The problem: Set down exactly the lines running from the line with "Could you please spot the wooden tray" to the end of the listing below, both ends included.

=== Listed records ===

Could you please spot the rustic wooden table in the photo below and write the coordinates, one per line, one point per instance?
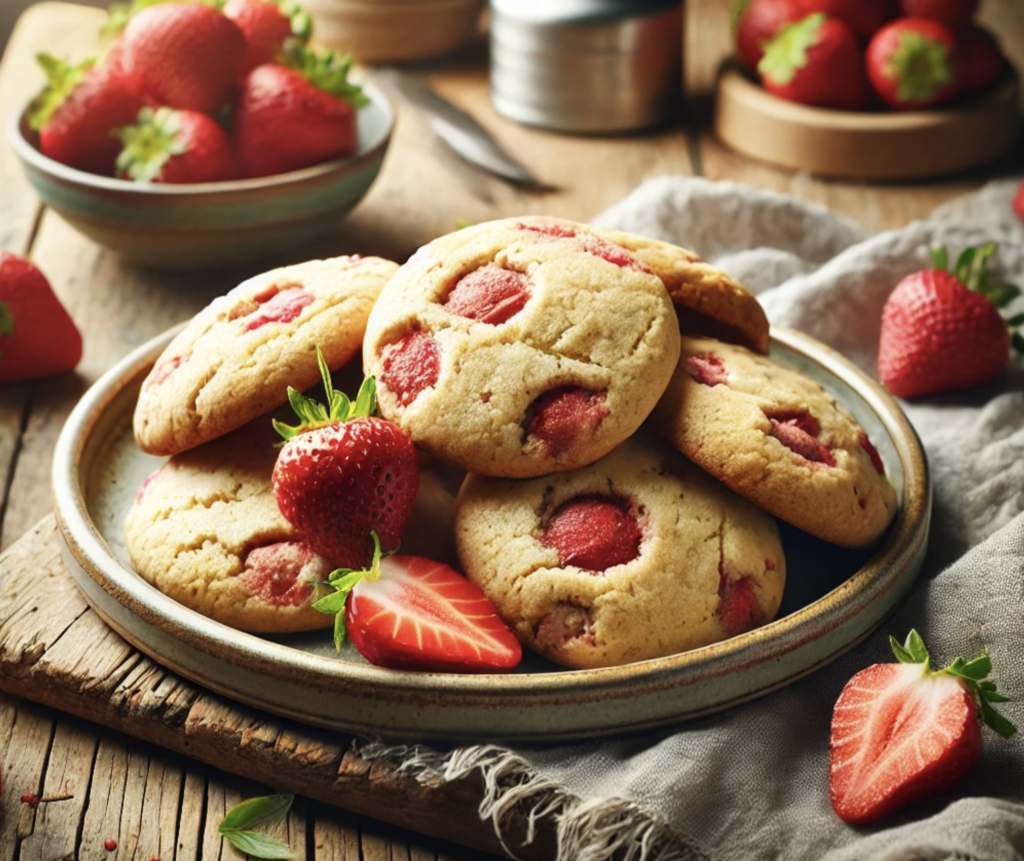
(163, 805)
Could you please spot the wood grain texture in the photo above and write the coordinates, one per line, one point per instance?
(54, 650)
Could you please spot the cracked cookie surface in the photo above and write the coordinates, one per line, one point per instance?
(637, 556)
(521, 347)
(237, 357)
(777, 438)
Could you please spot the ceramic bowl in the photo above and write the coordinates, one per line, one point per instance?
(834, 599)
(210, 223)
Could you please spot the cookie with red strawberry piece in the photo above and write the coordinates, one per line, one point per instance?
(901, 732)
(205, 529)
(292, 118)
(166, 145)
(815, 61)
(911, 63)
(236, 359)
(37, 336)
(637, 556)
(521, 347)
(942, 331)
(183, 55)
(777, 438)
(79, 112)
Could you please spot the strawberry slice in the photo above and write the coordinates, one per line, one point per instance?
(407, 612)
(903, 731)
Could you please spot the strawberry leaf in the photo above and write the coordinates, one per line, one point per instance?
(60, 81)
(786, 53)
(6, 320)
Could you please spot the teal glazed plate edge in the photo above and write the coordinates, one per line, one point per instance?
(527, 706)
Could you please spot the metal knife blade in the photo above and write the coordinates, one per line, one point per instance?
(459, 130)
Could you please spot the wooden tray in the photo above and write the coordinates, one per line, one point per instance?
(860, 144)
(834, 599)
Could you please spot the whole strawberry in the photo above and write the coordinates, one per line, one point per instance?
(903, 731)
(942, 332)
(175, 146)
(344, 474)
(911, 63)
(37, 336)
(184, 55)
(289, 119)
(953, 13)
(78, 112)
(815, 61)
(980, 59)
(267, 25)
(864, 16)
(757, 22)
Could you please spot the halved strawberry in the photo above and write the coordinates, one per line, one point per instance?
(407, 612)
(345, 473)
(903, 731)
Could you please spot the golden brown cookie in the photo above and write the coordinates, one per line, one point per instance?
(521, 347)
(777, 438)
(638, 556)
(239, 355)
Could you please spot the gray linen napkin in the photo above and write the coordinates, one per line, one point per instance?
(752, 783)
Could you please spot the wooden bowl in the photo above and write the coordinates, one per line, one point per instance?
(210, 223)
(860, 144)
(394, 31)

===

Result for this exercise:
Could you please spot the wooden tray in the photo above and write the coordinates, one per line, one point per instance?
(860, 144)
(834, 599)
Could you please spot the whole strawberry in the photo above and write the coordinates, one per line, one point per instance?
(903, 731)
(942, 332)
(175, 146)
(344, 474)
(911, 63)
(37, 336)
(184, 55)
(289, 119)
(953, 13)
(78, 112)
(815, 61)
(980, 59)
(267, 25)
(864, 16)
(757, 22)
Could you please spot the halved strawberry in the photo above and write the coordinates, one per line, one point per instance?
(407, 612)
(345, 473)
(903, 731)
Could you please spot the golden brown cookie in the photo above and write the coordinates, one per line, one point per instance?
(521, 347)
(777, 438)
(638, 556)
(239, 355)
Could you please spot the gray linen napkin in the photo above and write the coordinates, one per line, one point per instance?
(752, 783)
Could you please spot the wooden bowl in the photo above and write the coordinates, one per line, one point per instance?
(210, 223)
(860, 144)
(394, 31)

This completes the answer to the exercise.